» Supplied passage:
__________

The structures at 117 and 119 are the oldest brick buildings in the historic district and were built in 1877 following the last major fire. 117 Main, built for J.C. Paice, has housed a grocery store, meat market, and variety store, and retains its original cast iron storefront. The building at 119 Main was erected for Ruben Davis. It was damaged by fire in 1980 but has since been repaired.

The second group of significant structures are found on the west side of Main Street from 122 to 126. The two storefronts at 122 and 124 Main are the H.C. Pitney Variety Store. The adjacent structure was built in 1899 for A.J. Glassburn, son of town founder John Glassburn. The building housed the Tampico State Bank from 1899 to 1931 with A.J. Glassburn as its president. Glassburn also served as mayor of Tampico during three periods, 1882–1885, 1887–1893, and 1901–1902. After 1931 the building housed another bank and a lumber and hardware store.

__________

» Extracted entries:
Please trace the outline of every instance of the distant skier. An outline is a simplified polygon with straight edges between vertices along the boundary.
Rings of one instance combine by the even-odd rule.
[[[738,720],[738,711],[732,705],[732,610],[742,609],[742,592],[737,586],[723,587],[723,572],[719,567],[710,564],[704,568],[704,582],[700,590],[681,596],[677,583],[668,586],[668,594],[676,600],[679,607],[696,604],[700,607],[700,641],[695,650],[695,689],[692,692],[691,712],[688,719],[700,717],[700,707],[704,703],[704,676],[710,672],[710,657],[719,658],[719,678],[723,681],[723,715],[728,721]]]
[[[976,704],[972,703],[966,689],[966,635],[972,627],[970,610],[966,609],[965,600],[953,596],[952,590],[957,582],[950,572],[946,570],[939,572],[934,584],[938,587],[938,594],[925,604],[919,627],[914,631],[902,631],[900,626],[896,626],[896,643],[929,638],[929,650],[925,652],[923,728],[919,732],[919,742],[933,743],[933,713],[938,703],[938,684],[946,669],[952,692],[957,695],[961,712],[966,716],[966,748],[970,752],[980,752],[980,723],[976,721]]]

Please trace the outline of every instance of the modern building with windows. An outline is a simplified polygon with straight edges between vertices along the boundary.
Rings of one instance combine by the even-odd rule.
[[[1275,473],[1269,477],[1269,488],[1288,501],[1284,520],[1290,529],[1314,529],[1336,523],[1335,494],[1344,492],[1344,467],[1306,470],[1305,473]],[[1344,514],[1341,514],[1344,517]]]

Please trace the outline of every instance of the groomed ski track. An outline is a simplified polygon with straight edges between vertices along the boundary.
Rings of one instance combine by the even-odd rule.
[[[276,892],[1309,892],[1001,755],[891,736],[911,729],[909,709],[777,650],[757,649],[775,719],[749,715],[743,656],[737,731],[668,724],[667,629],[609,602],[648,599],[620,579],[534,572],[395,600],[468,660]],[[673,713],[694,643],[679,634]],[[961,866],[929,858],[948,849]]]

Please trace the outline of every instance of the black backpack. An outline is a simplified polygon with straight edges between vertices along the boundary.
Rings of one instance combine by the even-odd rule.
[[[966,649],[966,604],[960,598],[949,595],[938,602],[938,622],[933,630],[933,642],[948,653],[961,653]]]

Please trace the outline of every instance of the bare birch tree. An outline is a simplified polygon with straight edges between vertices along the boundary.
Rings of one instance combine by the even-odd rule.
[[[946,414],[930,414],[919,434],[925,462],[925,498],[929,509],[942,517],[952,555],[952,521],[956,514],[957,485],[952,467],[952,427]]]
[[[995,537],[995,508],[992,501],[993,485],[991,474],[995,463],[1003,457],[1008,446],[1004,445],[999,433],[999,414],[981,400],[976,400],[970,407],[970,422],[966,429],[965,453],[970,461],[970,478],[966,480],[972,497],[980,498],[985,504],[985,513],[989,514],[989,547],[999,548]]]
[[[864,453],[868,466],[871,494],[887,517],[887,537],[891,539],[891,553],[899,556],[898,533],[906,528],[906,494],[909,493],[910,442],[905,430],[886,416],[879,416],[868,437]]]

__________

» Exercise:
In the passage on the Main Street buildings, what bank occupied the structure built for A.J. Glassburn from 1899 to 1931? Answer from the passage on the Main Street buildings only, not from the entries.

» Problem solution:
The Tampico State Bank.